**DESCRIPTION OF THE TASK**
All entries must be set down once more, precisely as given.

**RECORD SET**

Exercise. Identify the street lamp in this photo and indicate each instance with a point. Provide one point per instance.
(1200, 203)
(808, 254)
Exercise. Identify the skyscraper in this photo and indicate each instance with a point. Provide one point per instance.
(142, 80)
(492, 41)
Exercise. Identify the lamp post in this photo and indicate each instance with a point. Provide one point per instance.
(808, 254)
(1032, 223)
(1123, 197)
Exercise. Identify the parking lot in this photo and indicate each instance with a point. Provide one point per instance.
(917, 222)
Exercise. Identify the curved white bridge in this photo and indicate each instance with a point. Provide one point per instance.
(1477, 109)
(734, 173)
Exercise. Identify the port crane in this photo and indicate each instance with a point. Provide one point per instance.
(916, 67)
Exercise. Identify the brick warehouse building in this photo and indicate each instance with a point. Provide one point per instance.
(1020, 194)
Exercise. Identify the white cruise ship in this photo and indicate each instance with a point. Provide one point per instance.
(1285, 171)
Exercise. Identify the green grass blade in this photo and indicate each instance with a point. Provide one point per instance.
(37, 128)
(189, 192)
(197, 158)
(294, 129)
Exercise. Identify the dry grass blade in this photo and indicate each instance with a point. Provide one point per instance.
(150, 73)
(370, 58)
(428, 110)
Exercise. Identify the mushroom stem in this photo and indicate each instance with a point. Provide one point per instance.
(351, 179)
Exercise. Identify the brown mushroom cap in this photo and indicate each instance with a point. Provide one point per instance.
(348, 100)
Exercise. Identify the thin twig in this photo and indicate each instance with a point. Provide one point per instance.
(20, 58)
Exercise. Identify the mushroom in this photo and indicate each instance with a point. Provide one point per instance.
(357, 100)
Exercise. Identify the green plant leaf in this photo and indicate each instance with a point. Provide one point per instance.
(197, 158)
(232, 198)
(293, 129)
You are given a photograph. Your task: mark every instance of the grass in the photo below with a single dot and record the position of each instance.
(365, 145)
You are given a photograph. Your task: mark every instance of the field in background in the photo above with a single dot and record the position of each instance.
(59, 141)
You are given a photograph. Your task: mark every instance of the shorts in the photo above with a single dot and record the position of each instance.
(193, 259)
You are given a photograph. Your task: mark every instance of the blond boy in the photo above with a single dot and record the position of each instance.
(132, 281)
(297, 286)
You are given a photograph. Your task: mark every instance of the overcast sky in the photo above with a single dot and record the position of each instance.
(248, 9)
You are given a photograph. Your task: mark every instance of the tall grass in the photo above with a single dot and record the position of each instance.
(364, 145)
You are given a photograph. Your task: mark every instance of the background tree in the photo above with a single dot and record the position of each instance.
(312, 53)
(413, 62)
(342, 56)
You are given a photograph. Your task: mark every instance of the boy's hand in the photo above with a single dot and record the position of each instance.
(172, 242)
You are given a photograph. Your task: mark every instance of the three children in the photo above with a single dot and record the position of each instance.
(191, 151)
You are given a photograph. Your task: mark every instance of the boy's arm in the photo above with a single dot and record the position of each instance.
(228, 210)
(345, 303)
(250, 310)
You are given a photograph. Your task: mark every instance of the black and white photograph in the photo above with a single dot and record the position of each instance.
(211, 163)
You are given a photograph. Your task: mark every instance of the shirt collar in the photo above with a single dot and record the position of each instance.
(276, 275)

**REPLY**
Exercise. Identify the street lamp in this photo and indicate each instance with a point. Provide one point per instance.
(1200, 203)
(808, 254)
Exercise. Identify the skyscraper in this photo and indicate each instance with a point. Provide one point per instance.
(142, 80)
(492, 41)
Exercise. Identify the lamp post in this photo and indicate each instance with a point. Provide one point per instance.
(808, 254)
(1032, 223)
(1123, 197)
Exercise. Identify the parking lot in this photo and indicate each instance with a point. Provide one point per instance.
(917, 222)
Exercise. Identify the curved white bridge in this photo and indicate each instance with a point. Provide one point per instance.
(1477, 109)
(734, 173)
Exercise. Identify the port crane in this photo and indicate each instance with a point. Provide one point per instance.
(916, 67)
Exercise. Identify the brick warehouse building in this photo and indicate each instance with a point. Provide one point per instance.
(1020, 194)
Exercise. Identify the white cruise ship in this photo and indicate each instance with a point. Provide one point per instance.
(1285, 171)
Exercise. Identify the green grass blade in this photo and indicate each instance with a point. Provide one point per instance.
(37, 128)
(189, 192)
(197, 158)
(294, 129)
Exercise. Identify the dry grass blade in this photo and indicate each instance with a point. Provide one point per instance.
(150, 73)
(370, 58)
(428, 110)
Exercise. Identify the mushroom stem in this photo and indicate each instance with a point. Provide one point per instance.
(351, 179)
Exercise. Identify the brown mushroom cap in this photo and indicate each instance with a point. Provide one point per instance.
(348, 100)
Exercise. Identify the thin twig in this photo and indicate each instance with a point. Provide one point per instance.
(20, 58)
Exercise. Identify the mushroom in this photo and indicate each instance with a point. Provide one point per instance.
(357, 100)
Exercise. Identify the green plant leaf in this photo and indicate each instance with a point. Provide one point per instance.
(197, 158)
(232, 198)
(293, 129)
You are given a photograph. Your task: mark every instance of the grass in the photo below with a single dot and record the position of each instance.
(365, 145)
You are given a photograph. Your task: mark every instance of the field in background in the photo above with a single dot and record the position of each instance.
(59, 141)
You are given a photograph. Your task: mark every instance of the shorts in the photo above with a single dot and record the position of each instance.
(193, 259)
You are given a photograph. Your task: mark every instance of the blond boy in the photo above with a single dot and record the position of each instance.
(132, 281)
(297, 286)
You are given a photograph. Your task: mark every instance of the overcast sky in the photo above with a single dot and record the position of each instance.
(248, 9)
You are given a photograph. Your task: mark every instance of the tall grass in the photo above with a single dot and record the position of each instance.
(364, 145)
You are given a photograph. Your task: mark every instance of the background tree in the photo above with a single dot and record the position of each instance.
(312, 53)
(413, 62)
(342, 56)
You are given a photograph. Your task: mark every instance of the boy's hand in the photo above with a single dot and record the position of each instance.
(172, 242)
You are given a photograph. Your task: mark every instance of the three children in the photo above with a single dot and record the position of each instance.
(191, 151)
You are given a photograph. Your task: mark every instance of the boy's arm in the photo above with a single dot and record the position of each instance.
(228, 210)
(345, 303)
(250, 310)
You are given a photograph. Your task: mark every instance of the black and white photograph in the photo above with a single dot and record the position of each instance.
(211, 163)
You are given a photograph. Your task: mark every instance of the shirt collar in the photo above with a single dot and record the position of each instance.
(276, 275)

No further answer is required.